Please output every line of the listing below as a JSON list of strings, one string per line, leaving out blank lines.

→ **Raw listing**
* begin *

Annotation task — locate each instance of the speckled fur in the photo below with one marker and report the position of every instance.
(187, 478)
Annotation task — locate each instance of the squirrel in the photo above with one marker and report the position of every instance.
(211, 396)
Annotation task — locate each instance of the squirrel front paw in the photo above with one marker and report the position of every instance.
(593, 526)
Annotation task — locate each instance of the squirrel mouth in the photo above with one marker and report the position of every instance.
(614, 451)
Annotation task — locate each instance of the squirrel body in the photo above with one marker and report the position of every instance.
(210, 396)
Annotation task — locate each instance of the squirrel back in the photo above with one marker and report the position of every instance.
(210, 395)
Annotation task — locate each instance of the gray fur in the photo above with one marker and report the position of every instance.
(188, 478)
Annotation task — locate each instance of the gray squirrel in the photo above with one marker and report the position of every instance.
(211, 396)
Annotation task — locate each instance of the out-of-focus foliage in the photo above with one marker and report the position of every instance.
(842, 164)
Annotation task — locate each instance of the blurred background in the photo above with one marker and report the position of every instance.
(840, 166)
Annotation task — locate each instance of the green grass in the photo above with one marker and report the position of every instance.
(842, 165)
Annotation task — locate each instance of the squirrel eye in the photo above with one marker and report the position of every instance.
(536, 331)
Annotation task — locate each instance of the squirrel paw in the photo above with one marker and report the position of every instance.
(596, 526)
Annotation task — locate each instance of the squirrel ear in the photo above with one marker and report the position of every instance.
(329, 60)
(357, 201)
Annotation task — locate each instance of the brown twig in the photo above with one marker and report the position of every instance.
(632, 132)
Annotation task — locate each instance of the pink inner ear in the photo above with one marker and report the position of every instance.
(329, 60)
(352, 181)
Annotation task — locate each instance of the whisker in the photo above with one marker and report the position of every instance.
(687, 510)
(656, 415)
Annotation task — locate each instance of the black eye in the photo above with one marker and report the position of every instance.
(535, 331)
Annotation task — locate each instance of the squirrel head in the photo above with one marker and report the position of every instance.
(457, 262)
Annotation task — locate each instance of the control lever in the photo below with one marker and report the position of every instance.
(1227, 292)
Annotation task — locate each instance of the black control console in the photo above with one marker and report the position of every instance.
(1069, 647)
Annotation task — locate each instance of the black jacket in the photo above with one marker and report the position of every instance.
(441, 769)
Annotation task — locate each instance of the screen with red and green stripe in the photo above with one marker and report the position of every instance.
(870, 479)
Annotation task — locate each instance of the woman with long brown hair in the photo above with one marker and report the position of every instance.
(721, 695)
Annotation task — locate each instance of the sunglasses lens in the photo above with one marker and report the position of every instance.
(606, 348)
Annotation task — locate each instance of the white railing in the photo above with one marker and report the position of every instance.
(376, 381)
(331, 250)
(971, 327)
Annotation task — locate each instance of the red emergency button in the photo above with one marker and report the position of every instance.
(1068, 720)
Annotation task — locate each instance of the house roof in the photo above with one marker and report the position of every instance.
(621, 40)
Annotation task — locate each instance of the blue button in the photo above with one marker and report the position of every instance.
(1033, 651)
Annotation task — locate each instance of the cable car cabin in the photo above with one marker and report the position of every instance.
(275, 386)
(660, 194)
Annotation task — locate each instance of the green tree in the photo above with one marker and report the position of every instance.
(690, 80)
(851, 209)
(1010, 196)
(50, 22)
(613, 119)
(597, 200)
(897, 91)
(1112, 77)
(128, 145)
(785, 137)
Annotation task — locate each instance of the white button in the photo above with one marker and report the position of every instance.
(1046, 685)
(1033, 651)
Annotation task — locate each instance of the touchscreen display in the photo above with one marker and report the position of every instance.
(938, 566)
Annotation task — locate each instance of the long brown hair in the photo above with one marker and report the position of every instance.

* end *

→ **Answer for the task**
[
  "Annotation task — locate each instance of the speckled fur in the photo below with one marker and report the position of every instance.",
  "(187, 478)",
  "Annotation task — locate each instance of the squirrel in the photo above with one marker and report the position of every instance.",
  "(211, 396)",
  "Annotation task — locate each instance of the squirrel front paw in the photo above with one marker and report the position of every instance.",
  "(593, 526)",
  "Annotation task — locate each instance of the squirrel mouth in the photo above with one marker and report the position of every instance.",
  "(614, 451)",
  "Annotation task — locate each instance of the squirrel body in the photo above with one marker and report the position of every instance.",
  "(210, 396)",
  "Annotation task — locate each instance of the squirrel back in the photo above with one marker and report the position of every instance.",
  "(210, 395)",
  "Annotation task — locate each instance of the gray fur in the photo above with one marker and report the position of every instance.",
  "(188, 478)",
  "Annotation task — locate each instance of the gray squirrel in the photo above with one marker and report the position of every instance.",
  "(211, 396)",
  "Annotation task — locate each instance of the out-of-focus foliage in the photo above with one marker and report the position of every instance.",
  "(842, 164)",
  "Annotation task — locate each instance of the blurred background in the photo above with one marker and report the position of every instance.",
  "(840, 166)",
  "Annotation task — locate each instance of the green grass in the photo above with one marker and report the position of every instance.",
  "(842, 165)",
  "Annotation task — locate each instance of the squirrel eye in the photo above with one marker and report the position of every instance.",
  "(536, 331)",
  "Annotation task — locate each instance of the squirrel paw in the photo above with one marker and report the position of every instance.",
  "(596, 526)",
  "Annotation task — locate each instance of the squirrel ear in the photo above with one marker and report the position of every instance.",
  "(329, 60)",
  "(357, 201)",
  "Annotation task — locate each instance of the brown twig in the photo above with one marker and report the position of every instance.",
  "(632, 132)",
  "Annotation task — locate each instance of the pink inner ear in the photo above with one marker and report the position of every instance.",
  "(329, 60)",
  "(352, 181)",
  "Annotation task — locate each instance of the whisker in the photo above with one marker and report the position of every instance.",
  "(687, 510)",
  "(656, 415)",
  "Annotation task — locate each instance of the black eye in the photo above with one marker and report the position of every instance.",
  "(535, 331)",
  "Annotation task — locate each instance of the squirrel head in the photo above with one marker and report the position of every instance.",
  "(457, 262)",
  "Annotation task — locate each instance of the control lever in the photo below with one marker and report the position of every instance.",
  "(1227, 292)",
  "Annotation task — locate each instance of the black control console in the photo above with one marker and report the position of every instance.",
  "(1069, 647)",
  "Annotation task — locate each instance of the black jacket in the photo above with one marker and report the position of every instance.",
  "(441, 769)",
  "Annotation task — locate each instance of the screen with red and green stripe in the photo above with one marker and report the position of every instance.",
  "(870, 479)",
  "Annotation task — locate each instance of the woman with long brown hair in the photo above with one marker and report the position of every instance.",
  "(721, 695)",
  "Annotation task — locate each instance of the sunglasses lens in the photo above with one marker and report the position of every instance.",
  "(606, 348)",
  "Annotation task — locate each instance of the white railing in the photo above with one marker and report the position of every instance.",
  "(376, 381)",
  "(331, 250)",
  "(971, 327)",
  "Annotation task — locate each instance of the red emergency button in the photo above with one marker and report the position of every instance.",
  "(1068, 720)",
  "Annotation task — locate each instance of the house roof in the photo above with one marker and report the position of every instance.",
  "(621, 40)",
  "Annotation task — locate each instance of the blue button in the photo above with one marker and report the position of every instance.",
  "(1033, 651)",
  "Annotation task — locate each instance of the cable car cabin in the photo above with one marker and report the position of every instance.",
  "(275, 386)",
  "(660, 194)",
  "Annotation task — locate each instance of the green tree in the photo above with one marker and report the position of every instance.",
  "(690, 80)",
  "(851, 209)",
  "(1010, 196)",
  "(50, 22)",
  "(613, 119)",
  "(597, 200)",
  "(897, 91)",
  "(1112, 77)",
  "(128, 145)",
  "(785, 137)",
  "Annotation task — locate each instance of the white button in the photo above with one marker and report the position of every instance.",
  "(1046, 685)",
  "(1033, 651)",
  "Annotation task — locate each instance of the touchscreen display in the photo above with one marker and report the position of every instance.",
  "(938, 566)",
  "Annotation task — locate each instance of the long brown hair in the photo above with one marker and report the position of every instance."
]